*AUSGEWÄHLTE EINTRÄGE*.
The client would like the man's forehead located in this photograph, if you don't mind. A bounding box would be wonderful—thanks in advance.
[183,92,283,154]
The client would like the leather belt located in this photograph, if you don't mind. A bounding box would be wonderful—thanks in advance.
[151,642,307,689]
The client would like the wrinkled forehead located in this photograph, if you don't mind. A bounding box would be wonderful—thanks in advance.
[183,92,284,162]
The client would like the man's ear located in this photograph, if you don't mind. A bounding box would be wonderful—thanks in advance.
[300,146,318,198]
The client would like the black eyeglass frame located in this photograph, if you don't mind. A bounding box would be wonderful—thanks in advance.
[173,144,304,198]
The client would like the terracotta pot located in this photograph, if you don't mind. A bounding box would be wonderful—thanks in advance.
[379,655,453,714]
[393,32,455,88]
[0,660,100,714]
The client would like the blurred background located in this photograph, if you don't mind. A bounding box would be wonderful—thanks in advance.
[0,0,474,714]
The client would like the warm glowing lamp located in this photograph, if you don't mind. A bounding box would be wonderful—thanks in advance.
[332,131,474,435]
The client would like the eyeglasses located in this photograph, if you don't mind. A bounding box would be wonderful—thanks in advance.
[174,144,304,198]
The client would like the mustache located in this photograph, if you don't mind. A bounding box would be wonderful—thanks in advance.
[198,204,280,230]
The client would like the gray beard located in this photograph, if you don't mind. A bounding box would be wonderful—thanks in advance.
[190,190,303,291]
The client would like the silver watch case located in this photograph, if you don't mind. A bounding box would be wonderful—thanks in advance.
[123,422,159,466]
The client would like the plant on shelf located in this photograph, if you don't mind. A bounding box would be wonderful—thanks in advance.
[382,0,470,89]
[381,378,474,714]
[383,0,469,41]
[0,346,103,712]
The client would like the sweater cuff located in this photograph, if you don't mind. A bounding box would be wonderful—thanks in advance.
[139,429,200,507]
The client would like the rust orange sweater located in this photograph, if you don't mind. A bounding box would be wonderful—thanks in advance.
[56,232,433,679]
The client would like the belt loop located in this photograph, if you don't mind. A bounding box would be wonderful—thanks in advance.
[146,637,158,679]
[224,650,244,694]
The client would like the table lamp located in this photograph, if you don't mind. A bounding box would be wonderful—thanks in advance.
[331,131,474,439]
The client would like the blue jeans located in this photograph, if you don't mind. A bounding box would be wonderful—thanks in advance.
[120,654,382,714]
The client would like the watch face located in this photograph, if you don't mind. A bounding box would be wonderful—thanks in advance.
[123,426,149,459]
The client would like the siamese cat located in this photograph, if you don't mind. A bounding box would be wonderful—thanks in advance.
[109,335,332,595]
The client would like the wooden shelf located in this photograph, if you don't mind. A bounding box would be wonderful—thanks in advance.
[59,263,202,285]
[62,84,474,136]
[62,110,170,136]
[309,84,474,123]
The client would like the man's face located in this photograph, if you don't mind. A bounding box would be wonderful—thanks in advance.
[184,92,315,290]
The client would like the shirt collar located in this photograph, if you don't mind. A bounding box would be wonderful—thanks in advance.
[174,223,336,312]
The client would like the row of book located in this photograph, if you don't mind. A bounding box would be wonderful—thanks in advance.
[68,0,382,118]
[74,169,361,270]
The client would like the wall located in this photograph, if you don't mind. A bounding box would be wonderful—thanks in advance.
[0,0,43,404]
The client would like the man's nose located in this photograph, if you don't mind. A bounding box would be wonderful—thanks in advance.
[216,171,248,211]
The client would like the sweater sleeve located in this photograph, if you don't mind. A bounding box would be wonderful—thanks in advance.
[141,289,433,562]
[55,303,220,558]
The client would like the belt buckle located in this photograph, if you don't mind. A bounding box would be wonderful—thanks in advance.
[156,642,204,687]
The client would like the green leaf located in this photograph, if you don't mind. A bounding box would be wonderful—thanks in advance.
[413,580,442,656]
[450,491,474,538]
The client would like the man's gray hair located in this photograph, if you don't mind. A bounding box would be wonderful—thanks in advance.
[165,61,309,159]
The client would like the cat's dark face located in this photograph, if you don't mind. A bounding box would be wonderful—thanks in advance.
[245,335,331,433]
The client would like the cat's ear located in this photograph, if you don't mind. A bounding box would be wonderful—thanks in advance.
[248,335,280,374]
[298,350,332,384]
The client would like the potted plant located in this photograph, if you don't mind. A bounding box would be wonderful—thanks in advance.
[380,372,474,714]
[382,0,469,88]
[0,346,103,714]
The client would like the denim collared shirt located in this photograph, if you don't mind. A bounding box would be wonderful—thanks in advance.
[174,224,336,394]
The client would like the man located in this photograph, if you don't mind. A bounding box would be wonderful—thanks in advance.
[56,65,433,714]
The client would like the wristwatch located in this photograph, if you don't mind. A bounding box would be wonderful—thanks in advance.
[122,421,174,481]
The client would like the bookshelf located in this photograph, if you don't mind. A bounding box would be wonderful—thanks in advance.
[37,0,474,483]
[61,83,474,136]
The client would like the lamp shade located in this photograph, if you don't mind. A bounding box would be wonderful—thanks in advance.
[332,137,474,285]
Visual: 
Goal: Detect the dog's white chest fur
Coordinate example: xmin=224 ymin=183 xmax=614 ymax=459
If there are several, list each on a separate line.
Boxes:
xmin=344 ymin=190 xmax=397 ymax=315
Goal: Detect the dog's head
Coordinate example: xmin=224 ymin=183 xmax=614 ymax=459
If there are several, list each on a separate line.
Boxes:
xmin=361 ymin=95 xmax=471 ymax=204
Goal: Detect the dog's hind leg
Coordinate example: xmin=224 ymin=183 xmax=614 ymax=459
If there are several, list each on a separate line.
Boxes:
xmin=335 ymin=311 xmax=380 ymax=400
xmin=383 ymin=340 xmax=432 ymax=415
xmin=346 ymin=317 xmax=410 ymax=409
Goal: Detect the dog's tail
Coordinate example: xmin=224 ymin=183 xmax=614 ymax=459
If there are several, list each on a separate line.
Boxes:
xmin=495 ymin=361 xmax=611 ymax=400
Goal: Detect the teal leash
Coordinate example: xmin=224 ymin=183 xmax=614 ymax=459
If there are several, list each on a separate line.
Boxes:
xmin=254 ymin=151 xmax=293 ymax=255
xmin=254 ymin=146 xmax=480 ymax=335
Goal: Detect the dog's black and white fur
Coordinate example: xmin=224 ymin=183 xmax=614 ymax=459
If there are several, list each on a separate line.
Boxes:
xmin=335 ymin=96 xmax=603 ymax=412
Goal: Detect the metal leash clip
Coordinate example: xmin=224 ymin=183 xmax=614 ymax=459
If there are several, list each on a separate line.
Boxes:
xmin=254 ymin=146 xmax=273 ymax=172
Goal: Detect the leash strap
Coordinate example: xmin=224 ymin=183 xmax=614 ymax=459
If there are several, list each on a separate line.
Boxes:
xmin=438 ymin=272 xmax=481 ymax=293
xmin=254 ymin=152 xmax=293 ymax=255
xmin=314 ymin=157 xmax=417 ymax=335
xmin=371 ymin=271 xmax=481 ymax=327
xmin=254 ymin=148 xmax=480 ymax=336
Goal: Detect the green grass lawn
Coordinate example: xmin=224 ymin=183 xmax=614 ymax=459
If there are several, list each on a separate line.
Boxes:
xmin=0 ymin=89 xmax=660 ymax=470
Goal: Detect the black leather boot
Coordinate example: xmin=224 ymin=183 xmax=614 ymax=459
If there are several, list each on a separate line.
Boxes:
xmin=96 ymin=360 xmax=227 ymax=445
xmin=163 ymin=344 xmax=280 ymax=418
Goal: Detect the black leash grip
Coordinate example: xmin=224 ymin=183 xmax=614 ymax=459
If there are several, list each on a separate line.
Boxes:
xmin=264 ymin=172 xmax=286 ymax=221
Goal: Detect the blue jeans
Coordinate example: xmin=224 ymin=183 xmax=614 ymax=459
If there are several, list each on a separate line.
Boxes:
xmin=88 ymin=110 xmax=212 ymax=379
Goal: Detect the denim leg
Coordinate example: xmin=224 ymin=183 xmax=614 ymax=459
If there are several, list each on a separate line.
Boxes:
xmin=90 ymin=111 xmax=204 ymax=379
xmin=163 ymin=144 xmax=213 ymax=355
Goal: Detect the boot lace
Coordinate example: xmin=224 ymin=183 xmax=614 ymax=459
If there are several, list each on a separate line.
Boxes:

*ANWEISUNG*.
Gib die Zeilen vom Anfang der Einträge bis zur Zeile mit „[151,642,307,689]“ einschließlich unverändert wieder.

*ENDGÜLTIGE ANTWORT*.
The client would like the man's forehead located in this photograph, if you don't mind. A bounding box would be wonderful—thanks in advance.
[183,92,283,154]
The client would like the leather belt located in this photograph, if you don't mind. A bounding box would be wonderful—thanks in advance.
[151,642,307,689]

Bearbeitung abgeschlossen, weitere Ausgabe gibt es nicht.